___ Dataset

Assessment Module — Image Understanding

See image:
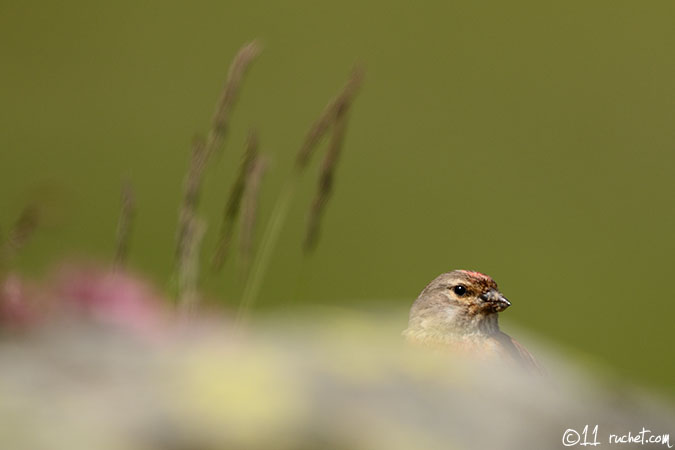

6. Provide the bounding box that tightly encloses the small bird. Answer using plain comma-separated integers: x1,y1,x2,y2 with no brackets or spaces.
403,270,541,372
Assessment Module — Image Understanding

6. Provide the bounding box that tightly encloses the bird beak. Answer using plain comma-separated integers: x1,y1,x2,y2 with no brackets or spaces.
497,294,511,311
480,289,511,312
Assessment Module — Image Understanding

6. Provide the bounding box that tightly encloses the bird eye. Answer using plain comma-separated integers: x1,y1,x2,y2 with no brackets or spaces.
452,284,466,297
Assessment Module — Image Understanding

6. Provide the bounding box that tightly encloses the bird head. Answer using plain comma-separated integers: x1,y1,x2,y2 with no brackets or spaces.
410,270,511,329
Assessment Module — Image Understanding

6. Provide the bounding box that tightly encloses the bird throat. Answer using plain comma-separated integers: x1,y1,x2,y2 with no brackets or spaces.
445,310,499,337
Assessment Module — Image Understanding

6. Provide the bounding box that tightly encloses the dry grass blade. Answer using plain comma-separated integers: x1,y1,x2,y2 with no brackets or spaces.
176,138,206,266
304,69,363,252
213,130,258,270
206,41,260,158
236,67,364,329
296,67,364,170
115,181,136,267
240,155,267,277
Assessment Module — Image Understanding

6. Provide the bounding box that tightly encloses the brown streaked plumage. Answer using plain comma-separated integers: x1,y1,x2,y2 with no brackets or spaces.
403,270,540,371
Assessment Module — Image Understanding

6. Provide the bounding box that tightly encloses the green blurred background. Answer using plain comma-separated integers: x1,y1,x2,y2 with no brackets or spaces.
0,0,675,395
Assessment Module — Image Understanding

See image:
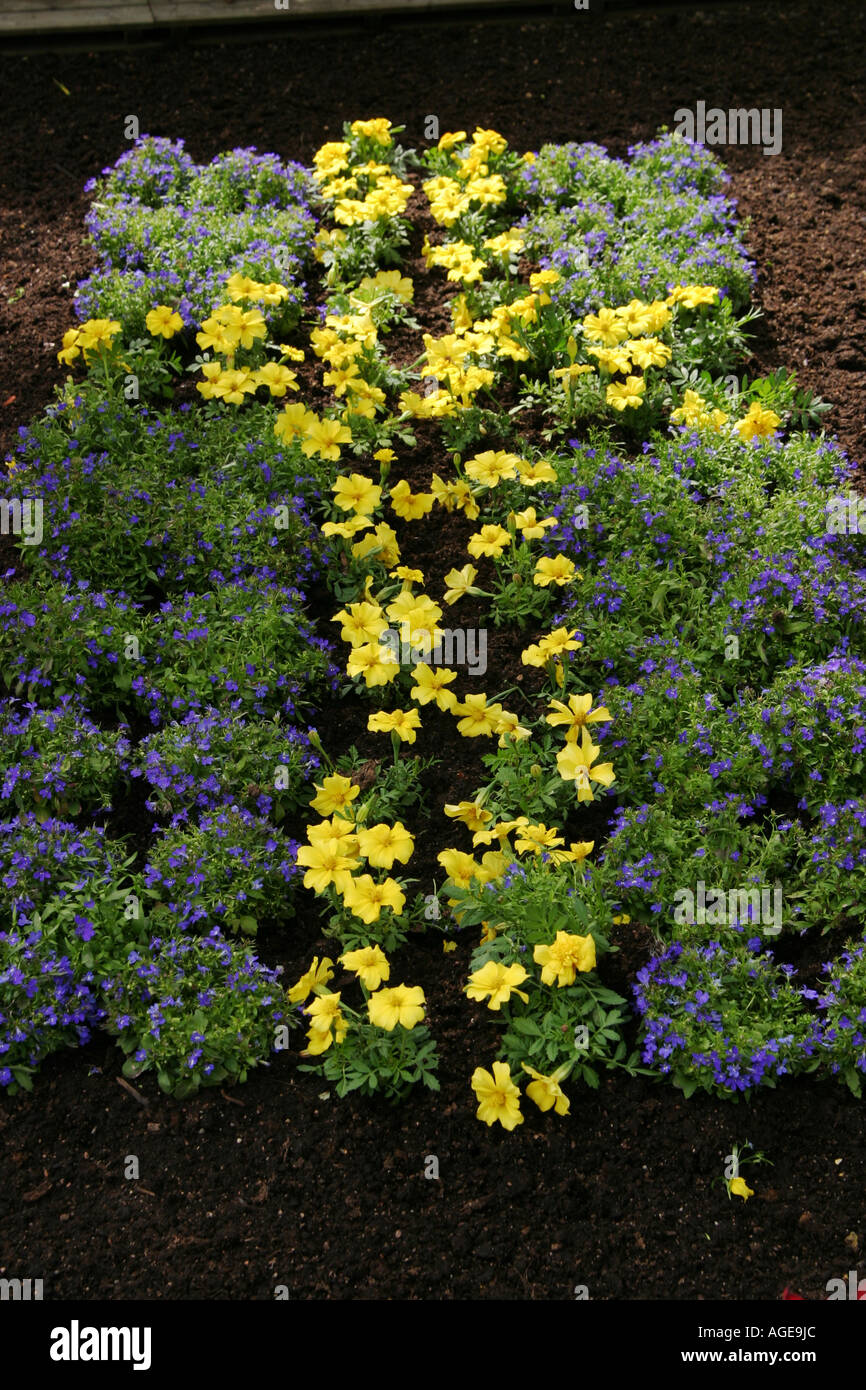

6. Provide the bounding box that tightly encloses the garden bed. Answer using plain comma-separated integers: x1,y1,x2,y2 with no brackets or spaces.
4,2,863,1298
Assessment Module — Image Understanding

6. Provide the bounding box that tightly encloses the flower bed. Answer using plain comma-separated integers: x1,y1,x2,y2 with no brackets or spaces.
0,118,866,1129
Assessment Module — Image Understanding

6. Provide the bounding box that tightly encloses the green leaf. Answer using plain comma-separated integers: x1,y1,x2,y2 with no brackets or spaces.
512,1019,541,1038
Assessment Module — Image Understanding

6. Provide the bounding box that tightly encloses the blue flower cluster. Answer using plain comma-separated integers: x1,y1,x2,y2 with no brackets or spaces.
520,135,756,329
76,135,317,336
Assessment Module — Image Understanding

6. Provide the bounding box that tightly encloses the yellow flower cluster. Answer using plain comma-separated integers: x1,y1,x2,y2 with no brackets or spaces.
193,271,303,406
313,117,414,226
421,238,487,285
57,318,121,367
670,391,781,442
288,945,425,1056
297,773,414,926
424,128,507,227
473,1062,570,1130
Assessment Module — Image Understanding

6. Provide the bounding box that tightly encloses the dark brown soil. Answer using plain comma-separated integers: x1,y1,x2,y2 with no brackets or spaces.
0,0,866,1301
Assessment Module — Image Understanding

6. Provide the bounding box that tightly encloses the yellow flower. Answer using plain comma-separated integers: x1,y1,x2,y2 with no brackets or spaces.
466,525,512,560
352,521,400,564
514,821,566,855
343,878,406,926
391,564,424,591
445,801,493,831
605,377,646,411
367,709,421,744
521,1062,571,1115
587,348,631,374
331,603,388,646
466,960,530,1013
346,642,400,689
288,956,334,1004
225,270,260,300
349,115,392,145
464,449,518,488
445,564,478,603
532,555,580,588
496,709,531,748
338,947,391,990
517,459,556,488
357,820,414,869
307,816,357,855
145,304,183,338
513,507,559,541
391,478,434,521
357,270,414,304
436,849,478,888
452,695,505,738
667,285,719,309
302,994,349,1056
473,1062,523,1130
57,328,81,367
550,840,594,861
556,728,614,801
310,773,361,816
297,840,360,892
214,367,256,406
409,662,457,709
728,1177,755,1202
734,400,781,441
532,931,596,988
545,695,613,742
273,405,316,443
582,309,628,348
626,338,673,370
252,361,297,396
78,318,121,353
300,414,352,463
367,984,424,1033
321,516,373,541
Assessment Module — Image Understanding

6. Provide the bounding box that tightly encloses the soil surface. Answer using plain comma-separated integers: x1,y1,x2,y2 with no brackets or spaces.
0,3,866,1300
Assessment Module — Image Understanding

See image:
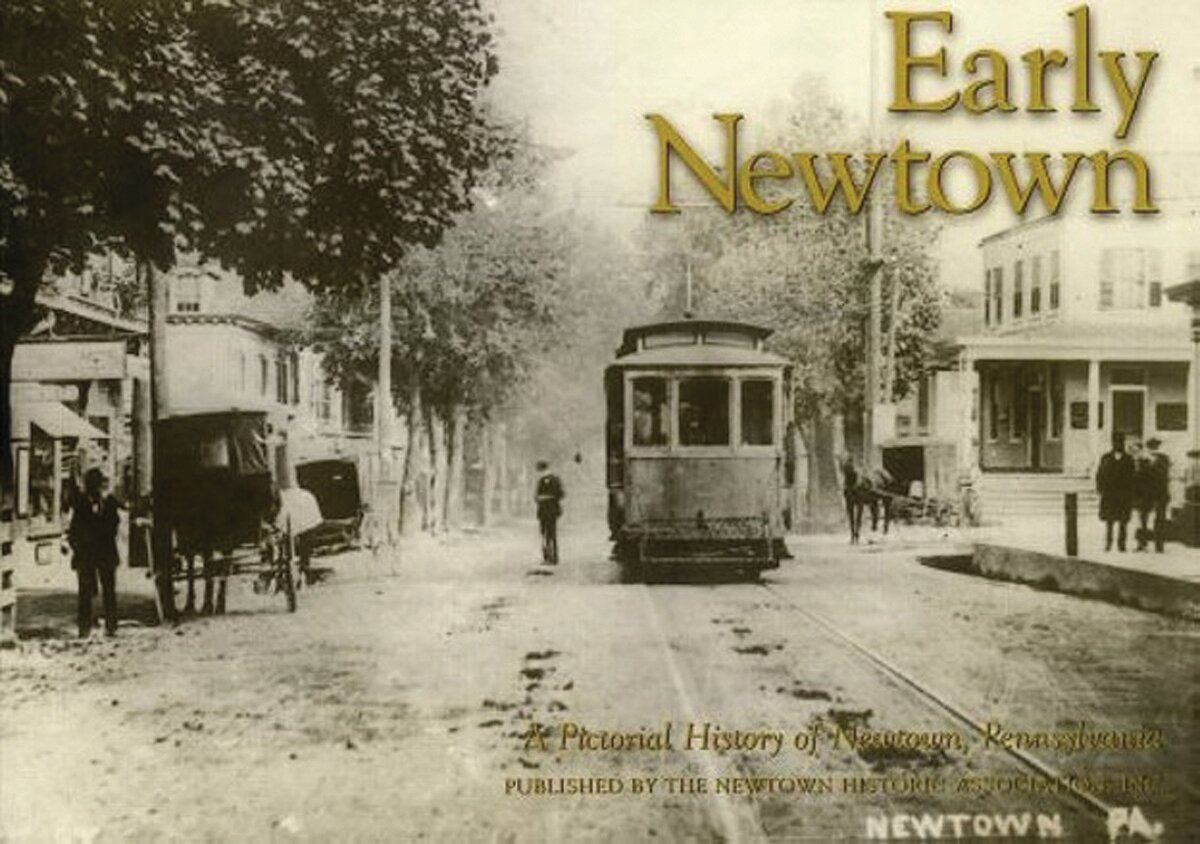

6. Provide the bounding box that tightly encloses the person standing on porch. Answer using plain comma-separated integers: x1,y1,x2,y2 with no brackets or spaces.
1096,432,1134,551
1142,437,1171,553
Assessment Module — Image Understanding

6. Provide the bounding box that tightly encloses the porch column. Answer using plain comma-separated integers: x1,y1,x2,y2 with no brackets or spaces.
958,348,983,477
1087,358,1111,466
1164,279,1200,458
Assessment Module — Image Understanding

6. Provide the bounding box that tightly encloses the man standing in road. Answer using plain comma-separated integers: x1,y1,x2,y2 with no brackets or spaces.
535,460,565,565
1096,431,1134,551
67,468,120,639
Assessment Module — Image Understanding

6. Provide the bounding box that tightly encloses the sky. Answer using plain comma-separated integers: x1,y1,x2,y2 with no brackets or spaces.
492,0,1200,287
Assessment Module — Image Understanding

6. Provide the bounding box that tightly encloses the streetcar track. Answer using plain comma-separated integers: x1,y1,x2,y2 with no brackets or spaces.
641,583,767,844
758,582,1111,818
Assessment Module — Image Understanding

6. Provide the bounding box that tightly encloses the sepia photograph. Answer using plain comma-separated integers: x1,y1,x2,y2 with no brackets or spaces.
0,0,1200,844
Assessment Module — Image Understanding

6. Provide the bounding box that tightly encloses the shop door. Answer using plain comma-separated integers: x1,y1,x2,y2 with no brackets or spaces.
1112,389,1146,449
1027,390,1046,471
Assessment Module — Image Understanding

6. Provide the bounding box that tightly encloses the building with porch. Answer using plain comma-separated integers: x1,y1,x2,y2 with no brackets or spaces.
959,213,1200,513
162,263,388,484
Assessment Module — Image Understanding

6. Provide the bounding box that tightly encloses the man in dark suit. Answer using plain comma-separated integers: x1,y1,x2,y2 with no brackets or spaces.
1142,437,1171,553
67,468,120,638
1096,432,1134,551
534,460,565,565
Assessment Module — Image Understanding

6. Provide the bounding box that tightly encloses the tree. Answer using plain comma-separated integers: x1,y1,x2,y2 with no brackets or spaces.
311,139,565,530
642,83,942,525
0,0,504,509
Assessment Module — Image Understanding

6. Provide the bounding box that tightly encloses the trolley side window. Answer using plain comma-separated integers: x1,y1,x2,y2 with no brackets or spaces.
679,378,730,445
742,379,775,445
634,378,667,445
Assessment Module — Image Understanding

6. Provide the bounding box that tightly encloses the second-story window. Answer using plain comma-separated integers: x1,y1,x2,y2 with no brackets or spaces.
275,353,292,405
983,270,991,325
1013,261,1025,319
991,267,1004,325
1098,246,1163,311
1030,255,1042,316
258,354,271,396
1050,250,1061,311
170,276,200,313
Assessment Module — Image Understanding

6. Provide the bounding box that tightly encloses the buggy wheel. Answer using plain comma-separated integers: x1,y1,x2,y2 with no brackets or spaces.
278,557,296,612
275,531,296,612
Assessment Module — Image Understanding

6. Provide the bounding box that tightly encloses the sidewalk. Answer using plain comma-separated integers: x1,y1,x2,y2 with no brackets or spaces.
970,517,1200,621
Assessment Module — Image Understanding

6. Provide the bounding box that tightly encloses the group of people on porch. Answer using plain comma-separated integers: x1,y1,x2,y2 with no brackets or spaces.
1096,432,1171,553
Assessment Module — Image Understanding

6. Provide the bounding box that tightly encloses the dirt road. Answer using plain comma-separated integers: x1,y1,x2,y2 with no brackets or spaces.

______

§ **What is being asked**: Could you format the records, from the very start through the line with "403,270,541,372", as a numbered list that skips blank lines and leaves out the pictures?

§ **Answer below**:
1. Assessment Module — Image Understanding
2. See image:
3. 6. Provide the bounding box that tightly encloses the small bird. Answer using plain comma-separated integers: x1,y1,x2,y2 with no brackets or spaces.
4. 403,270,541,372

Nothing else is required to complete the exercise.